### REQUISITOS DAS TAREFAS
a – Responda com base na notícia sobre a Saúde em 2023:
(i) Em que mês e ano surgiu o Plano Nascer em Segurança?
(ii) Para que hospital foram transferidos serviços de Santa Maria?
(iii) Quantas horas extraordinárias previstas na lei os médicos rejeitaram ultrapassar nas minutas?
b – Transcreva da notícia sobre a Saúde em 2023 o trecho que vai de "Greves e fechos" a "contestação dos profissionais.".

### SECÇÃO DO TEXTO
╭──
Greves e fechos de blocos de partos e urgências marcaram o ano na Saúde
2023
18 de dez. de 2023, 09:31
— Lusa/AO Online
O Plano Nascer em
Segurança, que surgiu em dezembro de 2022 e começou por ser uma resposta
às dificuldades de funcionamento no período de natal e ano novo,
reorganizando a resposta na Obstetrícia e Ginecologia, acabou por se
estender a 2023. As alterações causaram
polémica, com os utentes a contestarem o encerramento em muitas
situações. No caso do maior hospital do país - Santa Maria (Lisboa) – a
necessidade de construir uma nova maternidade acabou por ditar as
mudanças, transferindo serviços para o Hospital São Francisco Xavier,
mesmo com grande contestação dos profissionais.
Em Santa Maria, a polémica levou ao afastamento da direção do
Departamento de Obstetrícia, Ginecologia e Medicina de Reprodução, que
incluía Diogo Ayres de Campos, que coordenou a comissão de
acompanhamento de resposta em urgência de ginecologia, obstetrícia e
bloco de partos ainda no mandato da ministra Marta Temido.
A reorganização das urgências começou pela Obstetrícia e por ser
provisória, mas acabou por se estender a outras especialidades, que hoje
integram o plano de resposta na rede de serviços de urgência desenhado
pela Direção Executiva do Serviço Nacional de Saúde (DE-SNS) e que
entrou em vigor em novembro. Quando
anunciou este plano, que é revisto semanalmente, a direção executiva
assumiu que a reorganização era imposta pela falta de meios para uma
resposta plena dos serviços, sobretudo depois das minutas que milhares
de médicos entregaram ao longo do ano a rejeitar fazer mais do que as
150 horas extraordinárias previstas na lei. Este protesto ganhou força com o aparecimento do Movimento Médicos em Luta, que promete não baixar os braços.
╰──
### REGISTOS FORNECIDOS
╭──
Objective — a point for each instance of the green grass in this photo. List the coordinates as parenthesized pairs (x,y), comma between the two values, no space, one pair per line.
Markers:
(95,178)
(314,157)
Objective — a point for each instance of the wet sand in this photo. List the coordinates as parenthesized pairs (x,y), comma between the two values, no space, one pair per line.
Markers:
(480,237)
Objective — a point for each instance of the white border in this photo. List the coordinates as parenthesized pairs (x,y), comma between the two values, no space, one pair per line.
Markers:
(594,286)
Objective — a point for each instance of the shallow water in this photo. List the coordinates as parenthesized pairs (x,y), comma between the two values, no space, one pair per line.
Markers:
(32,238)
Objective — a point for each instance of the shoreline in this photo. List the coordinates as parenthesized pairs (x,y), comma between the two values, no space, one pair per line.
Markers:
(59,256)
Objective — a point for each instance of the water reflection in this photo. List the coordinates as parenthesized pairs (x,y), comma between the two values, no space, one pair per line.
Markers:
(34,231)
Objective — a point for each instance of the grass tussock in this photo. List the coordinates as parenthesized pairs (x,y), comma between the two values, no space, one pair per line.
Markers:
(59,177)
╰──
╭──
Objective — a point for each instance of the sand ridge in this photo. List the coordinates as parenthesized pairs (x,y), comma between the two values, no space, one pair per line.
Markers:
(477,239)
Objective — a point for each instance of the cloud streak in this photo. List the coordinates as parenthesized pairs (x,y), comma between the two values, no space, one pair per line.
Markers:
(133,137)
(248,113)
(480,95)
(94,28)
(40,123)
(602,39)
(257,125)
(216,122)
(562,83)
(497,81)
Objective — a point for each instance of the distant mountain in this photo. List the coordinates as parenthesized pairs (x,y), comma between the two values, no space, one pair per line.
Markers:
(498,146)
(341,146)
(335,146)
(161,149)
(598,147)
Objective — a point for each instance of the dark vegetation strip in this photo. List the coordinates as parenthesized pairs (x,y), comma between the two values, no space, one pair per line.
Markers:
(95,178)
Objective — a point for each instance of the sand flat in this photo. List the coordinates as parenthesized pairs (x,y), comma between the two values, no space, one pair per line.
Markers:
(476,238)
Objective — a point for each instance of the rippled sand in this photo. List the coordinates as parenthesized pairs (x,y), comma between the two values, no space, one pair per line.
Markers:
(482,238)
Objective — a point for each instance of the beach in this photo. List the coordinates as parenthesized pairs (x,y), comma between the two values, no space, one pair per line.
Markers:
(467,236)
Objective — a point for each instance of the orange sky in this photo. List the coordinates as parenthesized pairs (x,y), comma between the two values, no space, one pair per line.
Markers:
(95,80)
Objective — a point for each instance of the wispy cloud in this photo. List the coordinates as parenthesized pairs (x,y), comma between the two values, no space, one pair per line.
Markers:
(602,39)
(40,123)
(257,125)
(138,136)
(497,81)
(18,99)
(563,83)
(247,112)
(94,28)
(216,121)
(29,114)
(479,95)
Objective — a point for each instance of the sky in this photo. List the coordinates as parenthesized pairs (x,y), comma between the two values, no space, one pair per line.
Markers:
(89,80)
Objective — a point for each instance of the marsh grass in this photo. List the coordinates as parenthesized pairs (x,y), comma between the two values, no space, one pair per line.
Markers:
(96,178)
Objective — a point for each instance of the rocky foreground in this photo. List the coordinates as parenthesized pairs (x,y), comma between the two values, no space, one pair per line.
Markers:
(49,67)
╰──
### PROBLEMAS RESOLVIDOS
a –
(i) Em dezembro de 2022.
(ii) Para o Hospital São Francisco Xavier.
(iii) 150 horas.

b –
Greves e fechos de blocos de partos e urgências marcaram o ano na Saúde
2023
18 de dez. de 2023, 09:31
— Lusa/AO Online
O Plano Nascer em
Segurança, que surgiu em dezembro de 2022 e começou por ser uma resposta
às dificuldades de funcionamento no período de natal e ano novo,
reorganizando a resposta na Obstetrícia e Ginecologia, acabou por se
estender a 2023. As alterações causaram
polémica, com os utentes a contestarem o encerramento em muitas
situações. No caso do maior hospital do país - Santa Maria (Lisboa) – a
necessidade de construir uma nova maternidade acabou por ditar as
mudanças, transferindo serviços para o Hospital São Francisco Xavier,
mesmo com grande contestação dos profissionais.